Short task
Determine how many lines in the records below contain the word "flower" and reply with that number alone.

Input rows
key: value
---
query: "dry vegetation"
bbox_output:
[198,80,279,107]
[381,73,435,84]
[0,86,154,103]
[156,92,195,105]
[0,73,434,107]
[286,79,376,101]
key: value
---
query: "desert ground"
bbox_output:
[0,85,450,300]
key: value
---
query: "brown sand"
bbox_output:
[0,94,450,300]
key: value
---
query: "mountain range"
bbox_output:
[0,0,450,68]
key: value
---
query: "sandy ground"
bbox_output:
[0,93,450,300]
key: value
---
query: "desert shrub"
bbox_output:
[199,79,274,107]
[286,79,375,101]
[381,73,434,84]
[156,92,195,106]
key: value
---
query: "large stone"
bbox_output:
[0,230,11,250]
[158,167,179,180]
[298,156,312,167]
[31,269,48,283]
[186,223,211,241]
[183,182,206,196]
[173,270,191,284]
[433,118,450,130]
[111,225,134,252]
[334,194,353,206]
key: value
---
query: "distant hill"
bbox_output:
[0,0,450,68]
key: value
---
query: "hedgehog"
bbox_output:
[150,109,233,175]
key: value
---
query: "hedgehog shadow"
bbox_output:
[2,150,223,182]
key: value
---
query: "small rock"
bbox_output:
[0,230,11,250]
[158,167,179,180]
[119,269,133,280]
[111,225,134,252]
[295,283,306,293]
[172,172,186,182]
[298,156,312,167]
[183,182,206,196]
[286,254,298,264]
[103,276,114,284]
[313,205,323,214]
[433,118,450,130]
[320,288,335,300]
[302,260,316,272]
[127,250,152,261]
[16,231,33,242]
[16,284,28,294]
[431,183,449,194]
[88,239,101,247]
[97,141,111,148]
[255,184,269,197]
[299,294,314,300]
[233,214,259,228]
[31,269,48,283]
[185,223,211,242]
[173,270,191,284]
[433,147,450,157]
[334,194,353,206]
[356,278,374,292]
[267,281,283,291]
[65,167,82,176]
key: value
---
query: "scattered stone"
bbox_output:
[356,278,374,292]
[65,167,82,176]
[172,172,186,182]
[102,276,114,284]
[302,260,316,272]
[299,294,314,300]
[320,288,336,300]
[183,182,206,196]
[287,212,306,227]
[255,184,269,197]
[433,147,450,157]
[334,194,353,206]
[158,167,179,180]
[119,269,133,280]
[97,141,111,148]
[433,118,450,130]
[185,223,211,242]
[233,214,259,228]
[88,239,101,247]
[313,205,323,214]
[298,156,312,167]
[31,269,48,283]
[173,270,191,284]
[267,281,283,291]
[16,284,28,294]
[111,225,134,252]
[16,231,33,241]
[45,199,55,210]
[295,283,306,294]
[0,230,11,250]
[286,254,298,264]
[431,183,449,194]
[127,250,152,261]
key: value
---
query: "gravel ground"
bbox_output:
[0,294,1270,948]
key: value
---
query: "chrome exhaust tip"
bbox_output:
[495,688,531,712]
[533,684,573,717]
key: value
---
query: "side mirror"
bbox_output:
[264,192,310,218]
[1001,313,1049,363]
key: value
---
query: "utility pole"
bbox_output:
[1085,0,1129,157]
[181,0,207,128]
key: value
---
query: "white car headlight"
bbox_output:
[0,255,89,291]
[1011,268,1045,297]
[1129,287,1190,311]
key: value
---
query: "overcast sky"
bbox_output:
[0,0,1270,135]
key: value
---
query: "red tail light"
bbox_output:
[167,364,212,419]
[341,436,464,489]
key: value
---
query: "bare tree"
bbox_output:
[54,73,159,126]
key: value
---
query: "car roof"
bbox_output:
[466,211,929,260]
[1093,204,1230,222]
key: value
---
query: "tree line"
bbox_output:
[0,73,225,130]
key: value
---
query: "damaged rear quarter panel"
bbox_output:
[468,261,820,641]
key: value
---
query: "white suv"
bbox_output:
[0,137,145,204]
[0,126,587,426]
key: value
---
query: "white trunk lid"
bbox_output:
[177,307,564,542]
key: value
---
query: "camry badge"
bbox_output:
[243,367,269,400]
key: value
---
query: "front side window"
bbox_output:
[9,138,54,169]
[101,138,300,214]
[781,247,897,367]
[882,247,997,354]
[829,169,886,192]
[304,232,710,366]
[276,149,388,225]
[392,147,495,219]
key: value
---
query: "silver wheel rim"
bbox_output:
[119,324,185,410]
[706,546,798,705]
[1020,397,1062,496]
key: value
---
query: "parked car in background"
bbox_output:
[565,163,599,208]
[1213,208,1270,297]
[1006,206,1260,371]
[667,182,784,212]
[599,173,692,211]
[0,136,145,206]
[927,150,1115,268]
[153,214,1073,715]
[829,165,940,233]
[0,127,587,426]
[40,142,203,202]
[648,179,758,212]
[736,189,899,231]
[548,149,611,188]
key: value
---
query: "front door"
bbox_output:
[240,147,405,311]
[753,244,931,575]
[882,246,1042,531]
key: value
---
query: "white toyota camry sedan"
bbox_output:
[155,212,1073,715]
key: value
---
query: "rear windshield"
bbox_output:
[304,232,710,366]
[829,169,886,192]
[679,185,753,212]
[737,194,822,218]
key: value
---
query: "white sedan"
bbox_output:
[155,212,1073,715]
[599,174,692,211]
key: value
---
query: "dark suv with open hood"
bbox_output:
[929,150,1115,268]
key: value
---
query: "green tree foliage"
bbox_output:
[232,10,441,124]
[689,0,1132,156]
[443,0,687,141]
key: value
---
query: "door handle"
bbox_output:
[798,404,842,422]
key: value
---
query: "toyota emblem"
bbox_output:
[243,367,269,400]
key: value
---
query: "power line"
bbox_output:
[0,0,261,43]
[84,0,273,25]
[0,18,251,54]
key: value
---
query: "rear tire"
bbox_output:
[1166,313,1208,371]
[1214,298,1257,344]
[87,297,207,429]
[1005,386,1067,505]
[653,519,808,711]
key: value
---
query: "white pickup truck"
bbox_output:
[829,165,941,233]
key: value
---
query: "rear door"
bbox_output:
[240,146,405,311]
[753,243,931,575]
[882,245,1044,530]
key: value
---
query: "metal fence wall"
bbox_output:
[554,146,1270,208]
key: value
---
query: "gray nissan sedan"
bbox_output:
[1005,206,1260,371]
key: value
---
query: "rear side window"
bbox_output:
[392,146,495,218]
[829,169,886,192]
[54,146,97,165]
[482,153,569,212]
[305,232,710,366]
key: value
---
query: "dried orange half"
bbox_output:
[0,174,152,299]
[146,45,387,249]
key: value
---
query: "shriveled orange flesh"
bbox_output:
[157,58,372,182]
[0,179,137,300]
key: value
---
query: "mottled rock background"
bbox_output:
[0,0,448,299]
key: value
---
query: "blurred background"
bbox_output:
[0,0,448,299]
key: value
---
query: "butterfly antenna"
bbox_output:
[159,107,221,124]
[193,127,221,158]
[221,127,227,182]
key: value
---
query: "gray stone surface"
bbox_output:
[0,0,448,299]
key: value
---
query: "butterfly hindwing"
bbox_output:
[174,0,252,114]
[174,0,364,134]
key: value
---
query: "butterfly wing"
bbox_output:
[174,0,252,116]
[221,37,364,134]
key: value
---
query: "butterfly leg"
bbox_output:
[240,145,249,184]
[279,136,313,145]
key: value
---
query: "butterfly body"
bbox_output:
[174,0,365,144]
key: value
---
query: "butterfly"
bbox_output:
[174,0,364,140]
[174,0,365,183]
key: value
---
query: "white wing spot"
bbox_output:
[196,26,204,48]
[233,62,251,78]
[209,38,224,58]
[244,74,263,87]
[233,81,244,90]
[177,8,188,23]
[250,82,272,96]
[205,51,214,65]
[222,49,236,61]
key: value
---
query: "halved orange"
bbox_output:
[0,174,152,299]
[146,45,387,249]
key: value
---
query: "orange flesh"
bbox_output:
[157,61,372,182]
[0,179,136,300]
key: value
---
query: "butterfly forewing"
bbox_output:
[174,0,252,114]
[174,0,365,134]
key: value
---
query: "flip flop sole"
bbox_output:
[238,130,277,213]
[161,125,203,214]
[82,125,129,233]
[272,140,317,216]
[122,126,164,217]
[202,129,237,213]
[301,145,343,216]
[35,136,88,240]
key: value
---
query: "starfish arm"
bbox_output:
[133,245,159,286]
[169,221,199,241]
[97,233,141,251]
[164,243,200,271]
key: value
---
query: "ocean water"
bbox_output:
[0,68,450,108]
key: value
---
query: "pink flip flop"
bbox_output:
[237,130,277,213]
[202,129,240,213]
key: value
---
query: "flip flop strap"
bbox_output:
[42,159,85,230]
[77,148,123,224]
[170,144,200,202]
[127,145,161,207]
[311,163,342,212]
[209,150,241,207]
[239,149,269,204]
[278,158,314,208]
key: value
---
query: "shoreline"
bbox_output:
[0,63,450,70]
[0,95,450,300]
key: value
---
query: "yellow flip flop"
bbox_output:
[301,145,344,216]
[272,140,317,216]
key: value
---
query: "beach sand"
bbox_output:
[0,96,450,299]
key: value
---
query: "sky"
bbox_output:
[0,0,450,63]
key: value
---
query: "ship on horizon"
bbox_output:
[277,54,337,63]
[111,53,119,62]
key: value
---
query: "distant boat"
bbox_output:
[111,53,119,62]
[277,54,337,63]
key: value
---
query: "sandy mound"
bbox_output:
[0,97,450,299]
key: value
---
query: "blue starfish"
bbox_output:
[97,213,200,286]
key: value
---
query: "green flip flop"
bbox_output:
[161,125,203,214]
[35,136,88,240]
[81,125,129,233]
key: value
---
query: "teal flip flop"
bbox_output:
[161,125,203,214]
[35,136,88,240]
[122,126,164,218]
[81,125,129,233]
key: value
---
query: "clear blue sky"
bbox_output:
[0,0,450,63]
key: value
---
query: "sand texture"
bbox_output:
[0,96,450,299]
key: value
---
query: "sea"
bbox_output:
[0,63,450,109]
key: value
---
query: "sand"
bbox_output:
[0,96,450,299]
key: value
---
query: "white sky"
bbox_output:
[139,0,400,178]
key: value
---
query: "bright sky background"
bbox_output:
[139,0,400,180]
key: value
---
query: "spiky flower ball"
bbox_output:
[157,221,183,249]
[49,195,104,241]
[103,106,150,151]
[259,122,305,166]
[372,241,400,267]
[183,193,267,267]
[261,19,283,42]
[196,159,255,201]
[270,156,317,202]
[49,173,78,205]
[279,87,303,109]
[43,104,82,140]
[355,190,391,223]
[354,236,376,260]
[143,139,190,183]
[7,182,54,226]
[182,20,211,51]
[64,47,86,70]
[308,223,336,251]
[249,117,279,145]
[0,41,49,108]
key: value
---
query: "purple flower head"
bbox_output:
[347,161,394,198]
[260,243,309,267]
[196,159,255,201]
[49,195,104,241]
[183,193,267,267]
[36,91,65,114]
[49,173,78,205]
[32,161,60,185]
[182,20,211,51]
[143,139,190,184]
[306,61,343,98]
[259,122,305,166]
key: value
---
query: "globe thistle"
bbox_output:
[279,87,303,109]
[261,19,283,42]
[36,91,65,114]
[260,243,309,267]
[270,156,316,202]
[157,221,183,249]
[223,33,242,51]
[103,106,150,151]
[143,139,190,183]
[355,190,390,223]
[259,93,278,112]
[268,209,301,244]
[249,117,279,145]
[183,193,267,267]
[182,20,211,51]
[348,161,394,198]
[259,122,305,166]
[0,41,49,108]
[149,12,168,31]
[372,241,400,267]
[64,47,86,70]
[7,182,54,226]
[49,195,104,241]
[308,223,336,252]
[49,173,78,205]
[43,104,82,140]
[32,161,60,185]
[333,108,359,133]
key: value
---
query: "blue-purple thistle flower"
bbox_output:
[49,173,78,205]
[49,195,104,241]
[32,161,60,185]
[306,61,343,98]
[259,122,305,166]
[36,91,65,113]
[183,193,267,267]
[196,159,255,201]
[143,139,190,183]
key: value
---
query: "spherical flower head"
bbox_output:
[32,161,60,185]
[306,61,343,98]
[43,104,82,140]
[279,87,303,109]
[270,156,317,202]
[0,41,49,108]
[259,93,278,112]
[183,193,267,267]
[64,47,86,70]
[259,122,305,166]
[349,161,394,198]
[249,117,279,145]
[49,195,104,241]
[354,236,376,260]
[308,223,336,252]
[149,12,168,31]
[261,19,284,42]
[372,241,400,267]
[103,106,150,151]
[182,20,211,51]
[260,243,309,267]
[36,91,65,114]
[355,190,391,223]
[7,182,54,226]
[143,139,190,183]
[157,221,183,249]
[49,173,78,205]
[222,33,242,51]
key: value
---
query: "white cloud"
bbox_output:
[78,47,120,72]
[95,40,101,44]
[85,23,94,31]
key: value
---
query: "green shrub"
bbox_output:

Completed exercise
4